• Extrait fourni
☆ ☆ ☆ ☆
Concernant le capital humain, de nouveaux métiers émergeront inévitablement dans cet environnement marqué par l’effervescence des nouvelles technologies, pour lesquels l’Etat œuvrerait à confectionner et à déployer des plans de formation adéquats qui visent le renforcement des capacités sur les aspects liés à la digitalisation et aux systèmes d’informations (TMS, WMS, …).
L’amélioration des services de transport en milieu rural, un chemin vers l’équité sociale
La crise actuelle a, en outre, mis en évidence les inégalités existantes en matière de fourniture des solutions de transport et appelle par la même occasion les États à une mise en œuvre du droit à la mobilité pour tous les citoyens qu’ils soient en milieu urbain/périurbain ou en milieu rural. A cet égard, il convient de noter que les défis auxquels sont confrontés les décideurs politiques en charge du transport sont complexes et très divers en vue d’asseoir et de garantir les bases d’un système de transport juste, équitable et durable.
Au Maroc, et selon les projections du recensement général de la population et de l’habitat (RGPH) établi par le Haut Commissariat au Plan (HCP), près de 32,2 % de la population marocaine vivrait en milieu rural en l’année 2030, où l’amélioration des moyens d’accès et de la mobilité peut jouer un rôle très important dans la réalisation des objectifs de croissance et de réduction des disparités sociales et territoriales. Or, il est essentiel pour cela d’adopter et de mettre en œuvre des politiques publiques favorables au transport en zones rurales, qu’il s’agisse des infrastructures routières que des moyens et des services de transport.
☆ ☆ ☆ ☆
• Données extraites
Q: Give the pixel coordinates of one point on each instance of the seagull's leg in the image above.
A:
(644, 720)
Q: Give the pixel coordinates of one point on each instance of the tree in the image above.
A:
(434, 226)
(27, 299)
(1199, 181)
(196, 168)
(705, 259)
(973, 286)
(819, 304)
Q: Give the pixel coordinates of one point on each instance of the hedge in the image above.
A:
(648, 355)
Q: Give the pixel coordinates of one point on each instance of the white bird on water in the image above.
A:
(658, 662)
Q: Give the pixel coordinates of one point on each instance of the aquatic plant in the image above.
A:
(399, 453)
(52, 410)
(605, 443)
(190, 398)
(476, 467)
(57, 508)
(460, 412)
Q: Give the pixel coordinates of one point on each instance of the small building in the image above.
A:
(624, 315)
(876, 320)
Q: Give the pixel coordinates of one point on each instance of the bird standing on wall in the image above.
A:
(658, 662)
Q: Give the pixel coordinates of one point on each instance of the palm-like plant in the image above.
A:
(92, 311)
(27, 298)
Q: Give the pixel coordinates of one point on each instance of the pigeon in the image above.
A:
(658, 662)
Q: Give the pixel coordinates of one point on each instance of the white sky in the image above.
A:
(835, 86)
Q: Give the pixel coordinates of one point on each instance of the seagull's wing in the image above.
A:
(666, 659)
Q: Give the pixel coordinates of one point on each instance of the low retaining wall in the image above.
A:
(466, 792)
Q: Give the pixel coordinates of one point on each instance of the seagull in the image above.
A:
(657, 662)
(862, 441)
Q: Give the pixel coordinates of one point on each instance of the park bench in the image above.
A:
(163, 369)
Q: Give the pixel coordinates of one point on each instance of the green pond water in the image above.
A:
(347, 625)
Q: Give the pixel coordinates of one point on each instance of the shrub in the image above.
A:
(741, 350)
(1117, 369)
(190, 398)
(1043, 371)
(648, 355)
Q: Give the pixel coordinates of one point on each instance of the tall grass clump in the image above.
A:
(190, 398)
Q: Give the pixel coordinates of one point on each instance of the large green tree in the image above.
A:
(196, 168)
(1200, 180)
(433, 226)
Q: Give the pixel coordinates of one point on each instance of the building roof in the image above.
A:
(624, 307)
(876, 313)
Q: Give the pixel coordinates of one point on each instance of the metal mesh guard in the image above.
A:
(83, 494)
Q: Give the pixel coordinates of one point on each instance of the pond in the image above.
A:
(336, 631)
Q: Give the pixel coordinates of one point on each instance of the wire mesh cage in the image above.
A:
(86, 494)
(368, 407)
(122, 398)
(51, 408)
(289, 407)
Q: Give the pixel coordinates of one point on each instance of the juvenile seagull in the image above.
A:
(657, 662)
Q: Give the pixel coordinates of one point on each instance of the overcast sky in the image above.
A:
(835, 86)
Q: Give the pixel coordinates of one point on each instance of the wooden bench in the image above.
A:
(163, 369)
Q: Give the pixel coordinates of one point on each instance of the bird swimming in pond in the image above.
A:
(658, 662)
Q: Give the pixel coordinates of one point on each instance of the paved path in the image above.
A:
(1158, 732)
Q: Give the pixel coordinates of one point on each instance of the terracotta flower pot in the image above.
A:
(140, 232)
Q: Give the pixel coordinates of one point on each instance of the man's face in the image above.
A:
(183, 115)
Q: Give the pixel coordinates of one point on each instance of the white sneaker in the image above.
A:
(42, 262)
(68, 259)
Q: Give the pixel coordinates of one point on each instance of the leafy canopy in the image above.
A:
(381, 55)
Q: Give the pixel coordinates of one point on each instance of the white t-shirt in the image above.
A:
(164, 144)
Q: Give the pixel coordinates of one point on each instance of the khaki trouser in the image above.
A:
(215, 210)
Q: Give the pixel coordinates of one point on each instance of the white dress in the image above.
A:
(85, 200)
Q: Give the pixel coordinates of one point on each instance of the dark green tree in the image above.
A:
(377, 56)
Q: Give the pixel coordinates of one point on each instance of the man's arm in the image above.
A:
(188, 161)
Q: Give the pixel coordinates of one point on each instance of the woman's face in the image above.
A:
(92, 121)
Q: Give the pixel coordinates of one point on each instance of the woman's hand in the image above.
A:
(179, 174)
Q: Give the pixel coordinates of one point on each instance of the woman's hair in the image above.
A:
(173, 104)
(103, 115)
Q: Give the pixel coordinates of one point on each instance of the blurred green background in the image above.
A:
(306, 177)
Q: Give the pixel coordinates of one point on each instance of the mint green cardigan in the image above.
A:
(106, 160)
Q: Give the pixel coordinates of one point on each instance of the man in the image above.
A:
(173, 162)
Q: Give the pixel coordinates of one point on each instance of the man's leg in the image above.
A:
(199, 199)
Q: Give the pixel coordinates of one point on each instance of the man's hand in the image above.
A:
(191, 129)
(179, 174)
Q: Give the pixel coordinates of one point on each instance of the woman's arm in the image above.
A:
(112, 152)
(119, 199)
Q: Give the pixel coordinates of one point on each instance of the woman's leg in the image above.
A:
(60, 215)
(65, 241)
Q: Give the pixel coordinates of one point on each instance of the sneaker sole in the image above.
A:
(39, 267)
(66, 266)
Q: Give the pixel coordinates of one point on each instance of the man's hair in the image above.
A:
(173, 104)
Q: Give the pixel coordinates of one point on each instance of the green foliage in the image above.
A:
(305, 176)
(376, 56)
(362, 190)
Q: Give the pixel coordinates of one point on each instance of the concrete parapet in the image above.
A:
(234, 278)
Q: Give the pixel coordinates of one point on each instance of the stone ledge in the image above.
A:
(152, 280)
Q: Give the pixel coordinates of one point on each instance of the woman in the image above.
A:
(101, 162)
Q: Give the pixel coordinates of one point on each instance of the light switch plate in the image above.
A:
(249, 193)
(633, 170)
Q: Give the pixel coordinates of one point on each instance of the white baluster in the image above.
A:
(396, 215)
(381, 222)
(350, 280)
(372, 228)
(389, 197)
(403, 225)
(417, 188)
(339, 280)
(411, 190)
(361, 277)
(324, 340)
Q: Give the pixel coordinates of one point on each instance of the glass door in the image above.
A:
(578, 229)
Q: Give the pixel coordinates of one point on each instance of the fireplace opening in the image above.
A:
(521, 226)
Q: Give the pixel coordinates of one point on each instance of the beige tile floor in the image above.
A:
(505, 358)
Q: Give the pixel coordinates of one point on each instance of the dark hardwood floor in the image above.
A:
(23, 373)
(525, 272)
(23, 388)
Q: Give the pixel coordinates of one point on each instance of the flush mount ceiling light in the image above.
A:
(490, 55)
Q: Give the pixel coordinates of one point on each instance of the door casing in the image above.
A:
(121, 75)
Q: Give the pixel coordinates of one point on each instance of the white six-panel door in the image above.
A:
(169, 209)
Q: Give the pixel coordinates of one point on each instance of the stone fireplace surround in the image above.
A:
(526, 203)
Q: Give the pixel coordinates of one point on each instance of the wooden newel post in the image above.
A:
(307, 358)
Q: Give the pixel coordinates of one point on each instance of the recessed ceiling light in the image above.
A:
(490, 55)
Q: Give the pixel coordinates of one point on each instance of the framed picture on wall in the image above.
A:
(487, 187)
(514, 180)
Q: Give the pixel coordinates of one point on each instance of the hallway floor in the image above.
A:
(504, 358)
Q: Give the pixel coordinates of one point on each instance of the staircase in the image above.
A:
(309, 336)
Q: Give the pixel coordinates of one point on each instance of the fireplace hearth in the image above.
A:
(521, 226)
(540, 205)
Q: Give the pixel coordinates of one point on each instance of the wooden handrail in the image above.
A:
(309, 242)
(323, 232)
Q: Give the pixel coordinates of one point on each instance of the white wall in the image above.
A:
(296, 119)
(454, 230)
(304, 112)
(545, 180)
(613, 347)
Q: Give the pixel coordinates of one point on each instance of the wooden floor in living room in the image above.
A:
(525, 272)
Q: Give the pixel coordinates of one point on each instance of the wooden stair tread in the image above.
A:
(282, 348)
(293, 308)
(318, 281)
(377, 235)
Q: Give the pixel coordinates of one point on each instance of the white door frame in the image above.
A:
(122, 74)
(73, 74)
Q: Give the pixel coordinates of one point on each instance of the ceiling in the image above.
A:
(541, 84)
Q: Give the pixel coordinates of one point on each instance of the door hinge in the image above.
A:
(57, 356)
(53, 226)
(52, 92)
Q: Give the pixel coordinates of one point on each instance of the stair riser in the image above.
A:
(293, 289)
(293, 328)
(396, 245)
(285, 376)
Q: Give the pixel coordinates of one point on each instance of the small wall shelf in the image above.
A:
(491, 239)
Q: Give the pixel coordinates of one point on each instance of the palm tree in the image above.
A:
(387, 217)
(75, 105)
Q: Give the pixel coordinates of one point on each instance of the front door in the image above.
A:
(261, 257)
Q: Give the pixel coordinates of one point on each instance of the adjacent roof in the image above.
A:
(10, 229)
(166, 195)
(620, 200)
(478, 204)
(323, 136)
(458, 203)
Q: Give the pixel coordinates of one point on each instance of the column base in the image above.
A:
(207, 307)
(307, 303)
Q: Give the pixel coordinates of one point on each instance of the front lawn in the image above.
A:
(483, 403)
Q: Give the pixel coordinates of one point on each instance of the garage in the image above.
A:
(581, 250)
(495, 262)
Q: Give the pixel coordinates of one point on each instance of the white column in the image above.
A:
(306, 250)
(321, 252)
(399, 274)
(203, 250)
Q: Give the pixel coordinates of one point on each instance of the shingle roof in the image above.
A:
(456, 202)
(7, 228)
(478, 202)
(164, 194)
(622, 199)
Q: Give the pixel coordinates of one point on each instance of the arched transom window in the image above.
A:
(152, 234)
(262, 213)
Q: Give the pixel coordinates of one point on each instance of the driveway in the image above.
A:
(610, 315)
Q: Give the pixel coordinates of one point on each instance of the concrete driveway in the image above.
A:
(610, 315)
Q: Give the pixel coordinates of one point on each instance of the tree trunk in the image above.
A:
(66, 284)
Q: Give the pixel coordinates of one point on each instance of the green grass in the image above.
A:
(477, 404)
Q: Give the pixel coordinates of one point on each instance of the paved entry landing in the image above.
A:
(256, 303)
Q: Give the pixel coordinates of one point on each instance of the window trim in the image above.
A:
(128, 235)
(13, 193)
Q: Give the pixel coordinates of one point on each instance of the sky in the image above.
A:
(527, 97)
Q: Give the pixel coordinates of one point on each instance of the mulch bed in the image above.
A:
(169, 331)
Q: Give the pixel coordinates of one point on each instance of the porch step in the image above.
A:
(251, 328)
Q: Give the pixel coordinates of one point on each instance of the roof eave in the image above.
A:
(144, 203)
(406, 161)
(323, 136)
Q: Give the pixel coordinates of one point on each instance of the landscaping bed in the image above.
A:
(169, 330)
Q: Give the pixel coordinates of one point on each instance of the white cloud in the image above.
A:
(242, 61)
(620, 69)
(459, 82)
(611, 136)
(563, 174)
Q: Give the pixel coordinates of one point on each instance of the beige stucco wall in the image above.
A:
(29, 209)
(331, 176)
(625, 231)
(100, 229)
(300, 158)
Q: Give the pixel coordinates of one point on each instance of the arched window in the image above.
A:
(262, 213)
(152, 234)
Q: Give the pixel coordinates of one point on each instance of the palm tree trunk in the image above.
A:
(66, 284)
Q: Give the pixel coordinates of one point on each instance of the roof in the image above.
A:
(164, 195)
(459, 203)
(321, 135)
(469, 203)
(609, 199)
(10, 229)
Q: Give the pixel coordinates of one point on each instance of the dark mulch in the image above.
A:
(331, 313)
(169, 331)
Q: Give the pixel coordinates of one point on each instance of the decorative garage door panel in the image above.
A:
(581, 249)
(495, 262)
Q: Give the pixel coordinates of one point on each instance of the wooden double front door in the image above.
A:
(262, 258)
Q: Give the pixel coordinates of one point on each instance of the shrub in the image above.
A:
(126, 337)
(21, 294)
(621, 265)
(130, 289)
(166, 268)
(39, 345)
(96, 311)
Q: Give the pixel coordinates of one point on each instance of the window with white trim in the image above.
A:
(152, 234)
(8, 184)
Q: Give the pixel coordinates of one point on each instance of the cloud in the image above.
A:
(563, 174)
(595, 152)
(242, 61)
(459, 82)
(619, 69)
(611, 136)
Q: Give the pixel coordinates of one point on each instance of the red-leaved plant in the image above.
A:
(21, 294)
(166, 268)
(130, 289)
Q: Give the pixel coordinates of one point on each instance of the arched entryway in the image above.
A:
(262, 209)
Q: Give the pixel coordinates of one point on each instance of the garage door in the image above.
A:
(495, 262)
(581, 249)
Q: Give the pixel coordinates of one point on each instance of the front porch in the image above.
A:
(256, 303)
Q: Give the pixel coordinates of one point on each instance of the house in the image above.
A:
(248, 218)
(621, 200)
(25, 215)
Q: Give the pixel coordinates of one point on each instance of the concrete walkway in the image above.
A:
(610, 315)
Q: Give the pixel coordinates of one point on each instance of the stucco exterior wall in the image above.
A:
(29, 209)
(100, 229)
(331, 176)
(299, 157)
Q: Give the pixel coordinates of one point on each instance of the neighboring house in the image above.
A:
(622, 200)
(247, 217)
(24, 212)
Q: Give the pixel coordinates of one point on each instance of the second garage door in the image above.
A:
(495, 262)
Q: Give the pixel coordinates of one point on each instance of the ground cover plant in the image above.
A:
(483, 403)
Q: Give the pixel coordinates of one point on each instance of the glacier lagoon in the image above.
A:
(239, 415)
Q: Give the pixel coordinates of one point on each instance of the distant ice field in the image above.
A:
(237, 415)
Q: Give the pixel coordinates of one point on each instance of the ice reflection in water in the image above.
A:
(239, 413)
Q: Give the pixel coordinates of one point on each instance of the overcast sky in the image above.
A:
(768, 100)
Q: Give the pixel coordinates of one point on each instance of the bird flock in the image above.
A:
☆ ☆ ☆ ☆
• Consigne
Recopiez à l'identique, dans l'extrait fourni sur le transport et la mobilité, tout ce qui va de « L’amélioration des services » jusqu'à « équitable et durable. ».

• Résultat
L’amélioration des services de transport en milieu rural, un chemin vers l’équité sociale
La crise actuelle a, en outre, mis en évidence les inégalités existantes en matière de fourniture des solutions de transport et appelle par la même occasion les États à une mise en œuvre du droit à la mobilité pour tous les citoyens qu’ils soient en milieu urbain/périurbain ou en milieu rural. A cet égard, il convient de noter que les défis auxquels sont confrontés les décideurs politiques en charge du transport sont complexes et très divers en vue d’asseoir et de garantir les bases d’un système de transport juste, équitable et durable.